**Stored dataset items:**
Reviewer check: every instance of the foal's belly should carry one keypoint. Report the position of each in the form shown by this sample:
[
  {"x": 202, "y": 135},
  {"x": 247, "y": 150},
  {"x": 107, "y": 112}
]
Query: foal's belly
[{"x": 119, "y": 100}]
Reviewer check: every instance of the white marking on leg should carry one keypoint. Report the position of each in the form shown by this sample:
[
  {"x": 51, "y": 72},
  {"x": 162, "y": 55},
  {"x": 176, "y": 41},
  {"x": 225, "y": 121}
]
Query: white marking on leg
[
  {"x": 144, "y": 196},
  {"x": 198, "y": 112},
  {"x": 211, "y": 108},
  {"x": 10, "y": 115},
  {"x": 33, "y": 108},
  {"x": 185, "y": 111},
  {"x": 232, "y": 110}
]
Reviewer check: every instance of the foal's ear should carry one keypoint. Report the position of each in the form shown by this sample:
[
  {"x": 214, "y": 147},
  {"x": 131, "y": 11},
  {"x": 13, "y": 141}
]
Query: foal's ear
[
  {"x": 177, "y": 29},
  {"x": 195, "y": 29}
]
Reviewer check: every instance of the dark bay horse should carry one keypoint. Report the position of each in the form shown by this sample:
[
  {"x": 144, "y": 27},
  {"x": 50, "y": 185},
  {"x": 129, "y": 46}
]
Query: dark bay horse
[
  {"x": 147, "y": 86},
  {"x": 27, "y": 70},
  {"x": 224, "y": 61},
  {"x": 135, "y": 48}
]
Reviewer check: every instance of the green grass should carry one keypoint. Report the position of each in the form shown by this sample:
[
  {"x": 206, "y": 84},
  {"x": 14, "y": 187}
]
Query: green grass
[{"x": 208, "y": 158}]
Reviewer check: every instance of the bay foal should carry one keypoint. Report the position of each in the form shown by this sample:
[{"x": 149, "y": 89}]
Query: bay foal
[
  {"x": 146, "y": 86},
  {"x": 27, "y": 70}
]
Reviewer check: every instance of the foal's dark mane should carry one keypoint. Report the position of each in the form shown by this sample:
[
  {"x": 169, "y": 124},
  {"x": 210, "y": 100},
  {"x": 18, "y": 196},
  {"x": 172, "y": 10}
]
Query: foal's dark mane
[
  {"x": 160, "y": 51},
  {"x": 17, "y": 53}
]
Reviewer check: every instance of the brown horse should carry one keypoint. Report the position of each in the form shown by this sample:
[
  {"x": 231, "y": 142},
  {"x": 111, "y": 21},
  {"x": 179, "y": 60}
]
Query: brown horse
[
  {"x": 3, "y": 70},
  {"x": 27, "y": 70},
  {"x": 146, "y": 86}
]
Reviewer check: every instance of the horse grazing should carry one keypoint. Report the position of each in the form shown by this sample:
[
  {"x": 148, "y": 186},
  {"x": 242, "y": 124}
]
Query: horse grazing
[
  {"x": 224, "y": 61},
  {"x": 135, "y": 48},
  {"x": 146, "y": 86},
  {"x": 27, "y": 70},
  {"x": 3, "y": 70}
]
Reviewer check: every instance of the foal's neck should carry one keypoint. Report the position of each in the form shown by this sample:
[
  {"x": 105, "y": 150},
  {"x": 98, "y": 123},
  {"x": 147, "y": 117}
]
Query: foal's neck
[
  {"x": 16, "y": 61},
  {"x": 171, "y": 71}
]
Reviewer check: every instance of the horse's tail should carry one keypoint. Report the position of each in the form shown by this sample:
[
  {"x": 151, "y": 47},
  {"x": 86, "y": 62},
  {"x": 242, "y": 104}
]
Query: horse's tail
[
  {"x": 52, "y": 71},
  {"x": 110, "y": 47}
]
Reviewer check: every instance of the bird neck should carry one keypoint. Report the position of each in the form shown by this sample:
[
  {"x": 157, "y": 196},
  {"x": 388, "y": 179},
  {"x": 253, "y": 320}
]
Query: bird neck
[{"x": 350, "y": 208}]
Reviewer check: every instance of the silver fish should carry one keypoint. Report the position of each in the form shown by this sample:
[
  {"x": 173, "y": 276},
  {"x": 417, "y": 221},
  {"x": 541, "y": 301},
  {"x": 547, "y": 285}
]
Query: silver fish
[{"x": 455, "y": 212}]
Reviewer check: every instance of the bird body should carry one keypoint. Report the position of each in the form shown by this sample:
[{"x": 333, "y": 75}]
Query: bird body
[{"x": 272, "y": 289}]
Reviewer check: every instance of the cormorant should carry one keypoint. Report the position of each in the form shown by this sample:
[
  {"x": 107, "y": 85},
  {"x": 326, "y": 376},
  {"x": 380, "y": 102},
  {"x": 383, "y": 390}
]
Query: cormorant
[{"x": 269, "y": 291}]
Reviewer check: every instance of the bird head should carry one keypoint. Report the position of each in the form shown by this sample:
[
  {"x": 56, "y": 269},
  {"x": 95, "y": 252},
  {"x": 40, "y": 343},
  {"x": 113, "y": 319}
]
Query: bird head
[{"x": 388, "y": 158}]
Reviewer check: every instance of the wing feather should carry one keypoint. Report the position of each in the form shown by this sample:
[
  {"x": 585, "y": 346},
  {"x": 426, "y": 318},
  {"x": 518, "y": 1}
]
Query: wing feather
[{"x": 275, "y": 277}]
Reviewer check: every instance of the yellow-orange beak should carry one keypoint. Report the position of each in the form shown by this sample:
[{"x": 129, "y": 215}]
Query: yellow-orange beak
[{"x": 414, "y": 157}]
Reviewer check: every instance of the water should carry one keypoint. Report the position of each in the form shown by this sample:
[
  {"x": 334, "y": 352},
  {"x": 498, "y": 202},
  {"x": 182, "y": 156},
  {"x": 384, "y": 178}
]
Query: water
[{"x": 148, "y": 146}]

**WHAT NEEDS TO BE DONE:** What you return should match every line above exactly.

**RESULT:**
Reviewer check: every instance of the foal's belly should carry one keypoint. Report the position of each in the form shown by this sample:
[
  {"x": 202, "y": 135},
  {"x": 247, "y": 150},
  {"x": 107, "y": 112}
]
Query: foal's belly
[{"x": 119, "y": 100}]
Reviewer check: every instance of the white marking on leg should carry one keypoint. Report the position of each in the form shown by this sample:
[
  {"x": 51, "y": 72},
  {"x": 162, "y": 55},
  {"x": 176, "y": 41},
  {"x": 225, "y": 121}
]
Query: white marking on leg
[
  {"x": 144, "y": 196},
  {"x": 198, "y": 112},
  {"x": 211, "y": 108},
  {"x": 10, "y": 115},
  {"x": 33, "y": 108},
  {"x": 185, "y": 111},
  {"x": 232, "y": 110}
]
Reviewer check: every instance of the foal's ear should carry one keypoint. Report the position of each in the form shown by this sample:
[
  {"x": 214, "y": 147},
  {"x": 131, "y": 11},
  {"x": 13, "y": 141}
]
Query: foal's ear
[
  {"x": 177, "y": 29},
  {"x": 195, "y": 29}
]
Reviewer check: every instance of the dark bay horse should carry one keypoint. Report the position of each in the form shown by this sample:
[
  {"x": 144, "y": 27},
  {"x": 50, "y": 185},
  {"x": 129, "y": 46}
]
Query: dark bay horse
[
  {"x": 147, "y": 86},
  {"x": 27, "y": 70},
  {"x": 224, "y": 61},
  {"x": 135, "y": 48}
]
Reviewer check: every instance of the green grass should carry one keypoint. Report the position of each in the form shown by this sample:
[
  {"x": 206, "y": 84},
  {"x": 14, "y": 187}
]
Query: green grass
[{"x": 208, "y": 158}]
Reviewer check: every instance of the bay foal should carry one keypoint. Report the position of each in the form shown by this sample:
[{"x": 149, "y": 89}]
Query: bay foal
[
  {"x": 146, "y": 86},
  {"x": 27, "y": 70}
]
Reviewer check: every instance of the foal's dark mane should carry one keypoint. Report the position of each in the form shown by this sample:
[
  {"x": 169, "y": 124},
  {"x": 210, "y": 100},
  {"x": 18, "y": 196},
  {"x": 172, "y": 10}
]
Query: foal's dark mane
[
  {"x": 160, "y": 51},
  {"x": 17, "y": 53}
]
Reviewer check: every instance of the brown horse should carry one keypoint. Report the position of each in the form shown by this sample:
[
  {"x": 231, "y": 142},
  {"x": 111, "y": 21},
  {"x": 179, "y": 60}
]
Query: brown horse
[
  {"x": 3, "y": 70},
  {"x": 27, "y": 70},
  {"x": 146, "y": 86}
]
Reviewer check: every instance of the horse grazing should carry one keypoint. Report the position of each in the form shown by this sample:
[
  {"x": 148, "y": 186},
  {"x": 242, "y": 124}
]
Query: horse grazing
[
  {"x": 224, "y": 61},
  {"x": 135, "y": 48},
  {"x": 146, "y": 86},
  {"x": 27, "y": 70},
  {"x": 3, "y": 70}
]
Reviewer check: every instance of the foal's neck should carry one keypoint. Report the position of each in the form shown by this sample:
[
  {"x": 105, "y": 150},
  {"x": 98, "y": 123},
  {"x": 147, "y": 117}
]
Query: foal's neck
[
  {"x": 16, "y": 61},
  {"x": 171, "y": 71}
]
Reviewer check: every instance of the horse's tail should carry one keypoint. Report the position of each in the form shown by this sample:
[
  {"x": 151, "y": 47},
  {"x": 86, "y": 62},
  {"x": 242, "y": 104}
]
Query: horse's tail
[
  {"x": 52, "y": 71},
  {"x": 110, "y": 47}
]
Reviewer check: every instance of the bird neck should carry one keypoint. Report the position of each in the form shown by this sample:
[
  {"x": 157, "y": 196},
  {"x": 388, "y": 179},
  {"x": 253, "y": 320}
]
Query: bird neck
[{"x": 350, "y": 208}]
Reviewer check: every instance of the silver fish should carry one keypoint. Report the position of each in the form shown by this sample:
[
  {"x": 173, "y": 276},
  {"x": 417, "y": 221},
  {"x": 541, "y": 301},
  {"x": 547, "y": 285}
]
Query: silver fish
[{"x": 455, "y": 212}]
Reviewer check: every instance of the bird body should carry one keypoint. Report the position of each in the form shown by this sample:
[{"x": 333, "y": 75}]
Query: bird body
[{"x": 272, "y": 289}]
Reviewer check: every instance of the cormorant should carry one keypoint. Report the position of each in the form shown by this sample:
[
  {"x": 107, "y": 85},
  {"x": 326, "y": 376},
  {"x": 380, "y": 102},
  {"x": 383, "y": 390}
]
Query: cormorant
[{"x": 269, "y": 291}]
Reviewer check: every instance of the bird head should carry one keypoint. Report the position of each in the form shown by this sample:
[
  {"x": 56, "y": 269},
  {"x": 95, "y": 252},
  {"x": 40, "y": 343},
  {"x": 113, "y": 319}
]
Query: bird head
[{"x": 388, "y": 158}]
Reviewer check: every instance of the wing feather should carry one keypoint. Report the position of each in the form shown by this sample:
[
  {"x": 585, "y": 346},
  {"x": 426, "y": 318},
  {"x": 518, "y": 1}
]
Query: wing feather
[{"x": 275, "y": 277}]
Reviewer check: every instance of the yellow-orange beak should carry one keypoint. Report the position of each in the form shown by this sample:
[{"x": 129, "y": 215}]
Query: yellow-orange beak
[{"x": 414, "y": 157}]
Reviewer check: every instance of the water should carry one keypoint. Report the position of each in the form shown by this sample:
[
  {"x": 334, "y": 352},
  {"x": 498, "y": 202},
  {"x": 182, "y": 156},
  {"x": 384, "y": 178}
]
Query: water
[{"x": 148, "y": 146}]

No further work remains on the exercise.